* [FRAGMENTO DEL TEXTO]
-.-.-

Esa noche, conocida como la de San Bartolomé,
los hugonotes habían sido ferozmente sustraídos de la intimidad de su hogar en
medio de la noche, como si se los sacara de la secrecía de sus pensamientos y
asesinados en público. Los victimarios, incentivados por un régimen cada vez
más temeroso de lo que la gente hacía de puertas para adentro, gritaban a viva
voz con las manos aún ensangrentadas que la masacre había sido necesaria para
preservar las buenas costumbres…como si asesinar, acusar y perseguir no se
contaran entre las primeras atrocidades morales de las cuales había qué huir.
Cómo me aterra
pensar que Locke se mostraría despavorido al saber que los motivos por los
cuales nos seguimos persiguiendo tres siglos después son por lejos más intimistas
y privados que la religión; hoy al parecer nos perseguimos en aras de nuestra
elección sexual. Si los demás no se preocupan porque mis finanzas estén en la
ruina, un ámbito público que involucra el circulante dinero, por qué se han de
preocupar por la salvación de mi alma que sólo me injiere a mí y de la cual no
puedo imaginar nada más privado, había escrito el humanista en su Carta. Hágase el mismo razonamiento
ahora con respecto a la elección sexual; hágase el mismo razonamiento con
respecto a la comunidad LGBT de esta ciudad.

-.-.-

* [EXTRACTO DE DATOS]
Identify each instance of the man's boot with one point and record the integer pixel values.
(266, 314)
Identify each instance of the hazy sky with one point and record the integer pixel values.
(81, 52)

-.-.-

* [TRABAJO POR HACER]
**1.** Responde estas preguntas sobre el fragmento:
(a) ¿Con qué nombre se conoce la noche de la que se habla al inicio?
(b) Según los victimarios, ¿qué había que preservar con la masacre?
(c) ¿Cuántos siglos después se sigue persiguiendo a la gente, según el fragmento?
**2.** Transcribe del fragmento el pasaje que empieza en "Esa noche, conocida" y termina en "había qué huir.".
Para responder, usa únicamente el fragmento.

* [RESULTADOS EN ORDEN]
**1.**
(a) Como la noche de San Bartolomé.
(b) Las buenas costumbres.
(c) Tres siglos después.

**2.**
Esa noche, conocida como la de San Bartolomé,
los hugonotes habían sido ferozmente sustraídos de la intimidad de su hogar en
medio de la noche, como si se los sacara de la secrecía de sus pensamientos y
asesinados en público. Los victimarios, incentivados por un régimen cada vez
más temeroso de lo que la gente hacía de puertas para adentro, gritaban a viva
voz con las manos aún ensangrentadas que la masacre había sido necesaria para
preservar las buenas costumbres…como si asesinar, acusar y perseguir no se
contaran entre las primeras atrocidades morales de las cuales había qué huir.